Data listing:
══════════════════════════════

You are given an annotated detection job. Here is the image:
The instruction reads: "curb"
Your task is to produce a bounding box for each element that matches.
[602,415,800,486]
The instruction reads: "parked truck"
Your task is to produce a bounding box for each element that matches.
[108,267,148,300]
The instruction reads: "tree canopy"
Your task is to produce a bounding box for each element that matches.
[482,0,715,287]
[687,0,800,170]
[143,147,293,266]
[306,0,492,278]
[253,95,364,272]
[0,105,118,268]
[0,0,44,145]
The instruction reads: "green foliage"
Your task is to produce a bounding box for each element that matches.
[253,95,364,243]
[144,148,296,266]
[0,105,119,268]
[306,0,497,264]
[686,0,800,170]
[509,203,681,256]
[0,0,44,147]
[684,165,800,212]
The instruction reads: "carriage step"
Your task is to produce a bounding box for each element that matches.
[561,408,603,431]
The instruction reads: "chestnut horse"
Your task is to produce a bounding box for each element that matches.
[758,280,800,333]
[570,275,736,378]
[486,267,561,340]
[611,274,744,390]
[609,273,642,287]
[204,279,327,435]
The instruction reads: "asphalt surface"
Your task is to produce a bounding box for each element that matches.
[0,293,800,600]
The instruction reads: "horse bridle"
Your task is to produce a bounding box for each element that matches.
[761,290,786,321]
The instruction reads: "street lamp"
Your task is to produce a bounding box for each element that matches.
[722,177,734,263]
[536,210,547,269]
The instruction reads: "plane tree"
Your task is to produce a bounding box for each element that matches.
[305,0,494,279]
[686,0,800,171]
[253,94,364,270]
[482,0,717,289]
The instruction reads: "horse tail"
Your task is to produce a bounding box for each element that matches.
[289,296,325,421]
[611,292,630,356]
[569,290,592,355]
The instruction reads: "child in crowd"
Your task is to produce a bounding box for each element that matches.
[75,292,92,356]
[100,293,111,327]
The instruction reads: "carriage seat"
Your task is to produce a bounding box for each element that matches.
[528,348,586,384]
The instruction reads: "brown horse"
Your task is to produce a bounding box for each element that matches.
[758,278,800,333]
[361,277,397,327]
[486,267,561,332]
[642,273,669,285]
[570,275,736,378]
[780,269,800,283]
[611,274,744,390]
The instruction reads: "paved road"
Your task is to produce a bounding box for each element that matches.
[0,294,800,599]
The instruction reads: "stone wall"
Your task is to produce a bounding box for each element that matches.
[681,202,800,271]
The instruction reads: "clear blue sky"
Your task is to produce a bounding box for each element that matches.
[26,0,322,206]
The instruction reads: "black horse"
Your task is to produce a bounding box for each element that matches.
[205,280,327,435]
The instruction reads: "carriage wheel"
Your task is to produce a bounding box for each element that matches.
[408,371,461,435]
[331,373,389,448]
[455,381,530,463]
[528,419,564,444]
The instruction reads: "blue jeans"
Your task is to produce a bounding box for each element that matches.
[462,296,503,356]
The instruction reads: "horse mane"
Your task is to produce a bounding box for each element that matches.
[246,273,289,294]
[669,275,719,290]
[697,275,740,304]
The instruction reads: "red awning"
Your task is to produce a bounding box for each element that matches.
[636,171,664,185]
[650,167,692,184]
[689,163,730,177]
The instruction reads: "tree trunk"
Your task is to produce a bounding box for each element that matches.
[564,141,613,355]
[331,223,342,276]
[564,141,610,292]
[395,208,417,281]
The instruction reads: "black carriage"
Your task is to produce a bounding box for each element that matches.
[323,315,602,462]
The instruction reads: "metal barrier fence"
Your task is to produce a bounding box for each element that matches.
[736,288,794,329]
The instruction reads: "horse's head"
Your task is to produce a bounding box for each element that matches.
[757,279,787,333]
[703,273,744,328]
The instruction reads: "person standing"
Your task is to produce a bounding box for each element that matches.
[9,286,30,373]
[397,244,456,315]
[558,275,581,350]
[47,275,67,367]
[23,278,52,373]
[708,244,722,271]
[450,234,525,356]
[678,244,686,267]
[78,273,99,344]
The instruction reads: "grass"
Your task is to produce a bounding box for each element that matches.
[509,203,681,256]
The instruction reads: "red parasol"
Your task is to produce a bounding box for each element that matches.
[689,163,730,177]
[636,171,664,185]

══════════════════════════════

Given problem: Rewrite every line of the records, starting at the beginning and ending at the line that contains "[108,267,148,300]", and shift each bounding-box coordinate in the answers by -27.

Final answer:
You are given an annotated detection job. Here is the image:
The instruction reads: "curb"
Your task is to produce a bounding box for each element that matches.
[575,388,773,459]
The instruction reads: "parked truck"
Your task is to produce a bounding box for each element that matches.
[81,240,121,273]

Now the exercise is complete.